• PROBLEM DETAILS
Format the records below as a JSON list of strings, with one string for each line and blank lines omitted.

• DATA FOR THIS EXERCISE
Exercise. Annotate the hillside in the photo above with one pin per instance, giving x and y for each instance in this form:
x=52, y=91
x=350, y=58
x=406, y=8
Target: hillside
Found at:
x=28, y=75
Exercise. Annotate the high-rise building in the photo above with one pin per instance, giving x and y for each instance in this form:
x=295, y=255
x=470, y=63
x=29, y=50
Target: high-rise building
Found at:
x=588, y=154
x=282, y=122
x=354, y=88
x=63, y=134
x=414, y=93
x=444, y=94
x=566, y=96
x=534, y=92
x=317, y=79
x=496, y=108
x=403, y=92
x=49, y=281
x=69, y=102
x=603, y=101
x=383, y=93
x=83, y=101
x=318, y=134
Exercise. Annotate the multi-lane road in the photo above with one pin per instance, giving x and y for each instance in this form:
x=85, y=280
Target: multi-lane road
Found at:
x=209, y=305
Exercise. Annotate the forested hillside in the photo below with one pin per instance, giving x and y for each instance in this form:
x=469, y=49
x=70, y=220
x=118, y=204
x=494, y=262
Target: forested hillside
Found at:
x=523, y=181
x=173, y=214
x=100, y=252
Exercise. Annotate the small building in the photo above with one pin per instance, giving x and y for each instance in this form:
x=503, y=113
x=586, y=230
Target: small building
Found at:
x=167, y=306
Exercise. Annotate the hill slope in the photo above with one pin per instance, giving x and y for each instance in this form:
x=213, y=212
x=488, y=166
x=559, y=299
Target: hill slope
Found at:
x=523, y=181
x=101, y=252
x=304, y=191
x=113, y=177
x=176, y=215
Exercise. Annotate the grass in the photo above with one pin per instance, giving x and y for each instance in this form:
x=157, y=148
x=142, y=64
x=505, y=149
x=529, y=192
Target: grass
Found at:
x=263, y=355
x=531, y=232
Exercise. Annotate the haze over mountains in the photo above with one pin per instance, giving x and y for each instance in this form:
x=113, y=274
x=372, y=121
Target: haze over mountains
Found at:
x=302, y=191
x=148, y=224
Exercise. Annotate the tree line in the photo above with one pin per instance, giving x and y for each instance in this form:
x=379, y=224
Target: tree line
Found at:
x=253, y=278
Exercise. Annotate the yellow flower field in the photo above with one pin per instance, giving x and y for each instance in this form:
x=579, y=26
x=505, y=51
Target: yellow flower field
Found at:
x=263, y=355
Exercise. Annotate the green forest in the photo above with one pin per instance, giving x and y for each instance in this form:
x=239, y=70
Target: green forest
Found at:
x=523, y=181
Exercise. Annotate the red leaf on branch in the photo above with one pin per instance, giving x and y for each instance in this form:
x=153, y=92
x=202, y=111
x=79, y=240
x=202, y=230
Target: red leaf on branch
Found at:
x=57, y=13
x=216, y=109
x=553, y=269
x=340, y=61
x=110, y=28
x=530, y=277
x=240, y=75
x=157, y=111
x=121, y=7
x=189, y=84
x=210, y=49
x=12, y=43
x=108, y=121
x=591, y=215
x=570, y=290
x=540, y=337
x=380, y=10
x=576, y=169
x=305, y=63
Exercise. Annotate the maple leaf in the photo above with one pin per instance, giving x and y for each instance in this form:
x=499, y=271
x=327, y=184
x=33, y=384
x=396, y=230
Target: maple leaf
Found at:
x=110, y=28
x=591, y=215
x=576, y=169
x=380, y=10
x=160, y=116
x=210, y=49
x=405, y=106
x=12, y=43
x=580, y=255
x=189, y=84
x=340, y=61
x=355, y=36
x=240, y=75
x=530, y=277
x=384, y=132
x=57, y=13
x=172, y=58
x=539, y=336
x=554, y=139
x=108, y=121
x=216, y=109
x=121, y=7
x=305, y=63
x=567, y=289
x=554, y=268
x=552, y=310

• RESPONSE TO THIS TASK
[
  "Exercise. Annotate the hillside in the photo above with one pin per instance, giving x and y for each instance in this form:",
  "x=52, y=91",
  "x=350, y=58",
  "x=406, y=8",
  "Target: hillside",
  "Found at:",
  "x=28, y=75",
  "Exercise. Annotate the high-rise building in the photo above with one pin per instance, giving x and y for each instance in this form:",
  "x=295, y=255",
  "x=470, y=63",
  "x=29, y=50",
  "Target: high-rise building",
  "Found at:",
  "x=588, y=154",
  "x=282, y=122",
  "x=354, y=88",
  "x=63, y=134",
  "x=414, y=93",
  "x=444, y=94",
  "x=566, y=96",
  "x=534, y=92",
  "x=317, y=79",
  "x=496, y=108",
  "x=403, y=92",
  "x=49, y=281",
  "x=69, y=102",
  "x=603, y=101",
  "x=383, y=93",
  "x=83, y=101",
  "x=318, y=134",
  "Exercise. Annotate the multi-lane road in the photo above with one pin per instance, giving x and y for each instance in this form:",
  "x=85, y=280",
  "Target: multi-lane road",
  "Found at:",
  "x=209, y=305",
  "Exercise. Annotate the forested hillside in the photo below with one pin per instance, giving x and y for each instance in this form:",
  "x=469, y=49",
  "x=70, y=220",
  "x=118, y=204",
  "x=494, y=262",
  "Target: forested hillside",
  "Found at:",
  "x=523, y=181",
  "x=173, y=214",
  "x=100, y=252",
  "Exercise. Annotate the small building in the photo above with one pin per instance, giving x and y for each instance in this form:",
  "x=503, y=113",
  "x=586, y=230",
  "Target: small building",
  "Found at:",
  "x=167, y=306",
  "Exercise. Annotate the hill slope in the photo above with one pin per instance, giving x and y for each instance in this form:",
  "x=213, y=212",
  "x=488, y=166",
  "x=559, y=299",
  "Target: hill slope",
  "Found at:",
  "x=523, y=181",
  "x=101, y=252",
  "x=304, y=191",
  "x=113, y=177",
  "x=176, y=215",
  "Exercise. Annotate the grass in the photo above with one pin per instance, giving x and y for each instance in this form:",
  "x=157, y=148",
  "x=142, y=64",
  "x=505, y=149",
  "x=529, y=192",
  "Target: grass",
  "Found at:",
  "x=263, y=355",
  "x=531, y=232",
  "Exercise. Annotate the haze over mountains in the photo above with one pin per instance, giving x and y for each instance in this form:",
  "x=113, y=274",
  "x=372, y=121",
  "Target: haze over mountains",
  "Found at:",
  "x=302, y=191",
  "x=148, y=224",
  "Exercise. Annotate the tree line in the photo above with one pin per instance, giving x and y for each instance in this form:",
  "x=379, y=224",
  "Target: tree line",
  "Found at:",
  "x=253, y=278",
  "Exercise. Annotate the yellow flower field in the photo above with one pin per instance, giving x and y for each instance in this form:",
  "x=579, y=26",
  "x=505, y=51",
  "Target: yellow flower field",
  "Found at:",
  "x=263, y=355",
  "Exercise. Annotate the green forest in the photo above with one pin per instance, giving x and y for each instance in this form:",
  "x=239, y=70",
  "Target: green forest",
  "Found at:",
  "x=523, y=181",
  "Exercise. Annotate the red leaf on branch in the photo above with one pin per instance, giving x and y for each instance in this form:",
  "x=153, y=92",
  "x=202, y=111",
  "x=79, y=240",
  "x=202, y=230",
  "Target: red leaf on branch",
  "Found at:",
  "x=57, y=13",
  "x=216, y=109",
  "x=553, y=269",
  "x=340, y=61",
  "x=110, y=28",
  "x=530, y=277",
  "x=240, y=75",
  "x=157, y=111",
  "x=121, y=7",
  "x=189, y=84",
  "x=210, y=49",
  "x=12, y=43",
  "x=108, y=121",
  "x=591, y=215",
  "x=570, y=290",
  "x=540, y=337",
  "x=380, y=10",
  "x=576, y=169",
  "x=305, y=63",
  "Exercise. Annotate the maple leaf in the photo above with one pin per instance, giving x and y for each instance in this form:",
  "x=499, y=271",
  "x=327, y=184",
  "x=33, y=384",
  "x=396, y=230",
  "Target: maple leaf",
  "Found at:",
  "x=110, y=28",
  "x=591, y=215",
  "x=576, y=169",
  "x=380, y=10",
  "x=160, y=116",
  "x=210, y=49",
  "x=405, y=106",
  "x=12, y=43",
  "x=580, y=255",
  "x=189, y=84",
  "x=340, y=61",
  "x=355, y=36",
  "x=240, y=75",
  "x=530, y=277",
  "x=384, y=132",
  "x=57, y=13",
  "x=172, y=58",
  "x=539, y=336",
  "x=554, y=139",
  "x=108, y=121",
  "x=216, y=109",
  "x=121, y=7",
  "x=305, y=63",
  "x=567, y=289",
  "x=554, y=268",
  "x=552, y=310"
]